* _Extract to read_:
The new home for Moorfields Eye Hospital NHS Foundation Trust and the UCL Institute of Ophthalmology in London has reached a significant construction milestone.
Lead contractor, Bouygues UK, has recently marked the completion of the concrete structure of the new centre for advancing eye health, in St Pancras, with a traditional topping-out ceremony. The new centre, with the project name Oriel, is a partnership between Moorfields Eye Hospital, the UCL Institute of Ophthalmology, and Moorfields Eye Charity. Due to open in 2027, the facility will bring clinicians from the hospital’s City Road site and scientists under one roof for the first time.
Dedicated education space located throughout the building will offer collaborative environments for knowledge-sharing, and an enhanced space for students to learn from world leaders in ophthalmology and vision science. The centre has been co-designed by staff and patients to ensure it offers ‘an inclusive environment where innovative research will flourish, staff will thrive, and patients will experience an enhanced seamless patient experience’.
Moorfields Eye Hospital NHS Foundation Trust says that the ‘state-of-the-art’ centre will be ‘the first NHS digitally-enabled SMART hospital in which technology will play a pivotal role in how people use the building’. Improving access and reducing eye healthcare inequalities have been an important focus through the design process. The Trust said: “Patients will be able to access world-leading specialist care virtually via the centre’s digital front door, helping deliver care closer to home, and avoiding unnecessary visits.”

* _Listed records_:
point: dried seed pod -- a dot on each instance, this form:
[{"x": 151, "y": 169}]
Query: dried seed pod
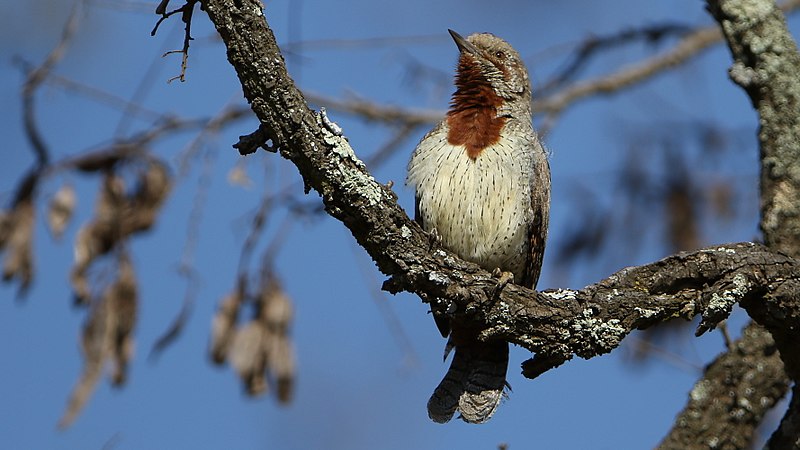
[
  {"x": 18, "y": 241},
  {"x": 123, "y": 300},
  {"x": 60, "y": 211},
  {"x": 106, "y": 334},
  {"x": 248, "y": 356},
  {"x": 281, "y": 362},
  {"x": 223, "y": 326}
]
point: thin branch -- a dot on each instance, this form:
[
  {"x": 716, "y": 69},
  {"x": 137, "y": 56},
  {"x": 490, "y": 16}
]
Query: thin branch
[
  {"x": 587, "y": 323},
  {"x": 37, "y": 76},
  {"x": 186, "y": 10}
]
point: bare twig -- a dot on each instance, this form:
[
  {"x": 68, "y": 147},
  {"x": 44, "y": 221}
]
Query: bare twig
[{"x": 186, "y": 10}]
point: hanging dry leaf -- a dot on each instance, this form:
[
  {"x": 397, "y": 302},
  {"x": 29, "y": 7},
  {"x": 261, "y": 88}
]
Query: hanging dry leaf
[
  {"x": 248, "y": 356},
  {"x": 281, "y": 361},
  {"x": 107, "y": 334},
  {"x": 124, "y": 306},
  {"x": 60, "y": 211},
  {"x": 223, "y": 326},
  {"x": 237, "y": 176},
  {"x": 18, "y": 239}
]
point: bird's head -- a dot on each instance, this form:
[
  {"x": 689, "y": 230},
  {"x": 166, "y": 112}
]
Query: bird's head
[{"x": 488, "y": 61}]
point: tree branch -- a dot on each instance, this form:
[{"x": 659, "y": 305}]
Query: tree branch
[
  {"x": 556, "y": 324},
  {"x": 766, "y": 63}
]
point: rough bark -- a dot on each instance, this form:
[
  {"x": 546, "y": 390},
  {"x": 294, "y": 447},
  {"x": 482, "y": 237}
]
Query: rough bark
[
  {"x": 556, "y": 324},
  {"x": 765, "y": 65},
  {"x": 729, "y": 402}
]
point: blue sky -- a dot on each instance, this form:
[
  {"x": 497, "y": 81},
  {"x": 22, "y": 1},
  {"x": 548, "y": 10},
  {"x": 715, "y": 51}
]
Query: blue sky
[{"x": 357, "y": 386}]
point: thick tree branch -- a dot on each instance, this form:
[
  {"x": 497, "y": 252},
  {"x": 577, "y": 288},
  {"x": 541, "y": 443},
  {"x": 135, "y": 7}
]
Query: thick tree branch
[
  {"x": 766, "y": 64},
  {"x": 728, "y": 404},
  {"x": 560, "y": 323},
  {"x": 556, "y": 325},
  {"x": 754, "y": 30}
]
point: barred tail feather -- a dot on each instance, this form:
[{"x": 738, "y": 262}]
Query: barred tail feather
[{"x": 473, "y": 385}]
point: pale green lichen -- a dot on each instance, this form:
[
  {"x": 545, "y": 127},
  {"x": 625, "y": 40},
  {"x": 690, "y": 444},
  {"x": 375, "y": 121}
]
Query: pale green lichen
[
  {"x": 595, "y": 336},
  {"x": 723, "y": 302},
  {"x": 645, "y": 313},
  {"x": 561, "y": 294}
]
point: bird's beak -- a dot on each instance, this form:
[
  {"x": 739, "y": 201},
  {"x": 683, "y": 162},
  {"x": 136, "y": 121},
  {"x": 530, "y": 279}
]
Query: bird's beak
[{"x": 463, "y": 44}]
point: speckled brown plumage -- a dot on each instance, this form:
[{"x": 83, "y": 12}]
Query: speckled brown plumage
[{"x": 482, "y": 182}]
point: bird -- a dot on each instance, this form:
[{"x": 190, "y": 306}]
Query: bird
[{"x": 482, "y": 189}]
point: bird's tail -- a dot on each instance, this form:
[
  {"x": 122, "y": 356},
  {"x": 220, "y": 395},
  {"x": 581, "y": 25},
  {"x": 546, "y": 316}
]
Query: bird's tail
[{"x": 474, "y": 383}]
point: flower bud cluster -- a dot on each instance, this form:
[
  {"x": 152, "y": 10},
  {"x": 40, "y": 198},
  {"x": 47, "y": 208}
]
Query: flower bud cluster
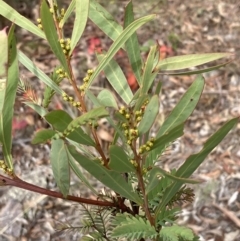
[
  {"x": 5, "y": 169},
  {"x": 65, "y": 44},
  {"x": 86, "y": 80},
  {"x": 71, "y": 100},
  {"x": 147, "y": 146},
  {"x": 134, "y": 162},
  {"x": 129, "y": 127},
  {"x": 61, "y": 73},
  {"x": 54, "y": 11},
  {"x": 39, "y": 21}
]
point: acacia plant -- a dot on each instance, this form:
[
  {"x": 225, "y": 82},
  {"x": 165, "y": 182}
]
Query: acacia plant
[{"x": 141, "y": 198}]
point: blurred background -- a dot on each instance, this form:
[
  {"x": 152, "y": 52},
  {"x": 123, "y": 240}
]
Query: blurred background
[{"x": 181, "y": 27}]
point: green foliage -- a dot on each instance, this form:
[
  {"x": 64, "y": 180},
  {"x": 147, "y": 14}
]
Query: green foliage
[
  {"x": 132, "y": 228},
  {"x": 140, "y": 197},
  {"x": 176, "y": 233}
]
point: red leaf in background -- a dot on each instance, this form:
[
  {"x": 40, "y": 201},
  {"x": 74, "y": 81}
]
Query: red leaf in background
[
  {"x": 165, "y": 51},
  {"x": 94, "y": 44},
  {"x": 132, "y": 80},
  {"x": 18, "y": 124}
]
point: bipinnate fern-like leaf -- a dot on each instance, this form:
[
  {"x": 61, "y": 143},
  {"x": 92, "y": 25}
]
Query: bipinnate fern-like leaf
[
  {"x": 176, "y": 233},
  {"x": 97, "y": 222},
  {"x": 132, "y": 228}
]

* _Problem description_:
In the article about the new Moorfields eye centre, which company is named as the lead contractor?

* _Response for this exercise_:
Bouygues UK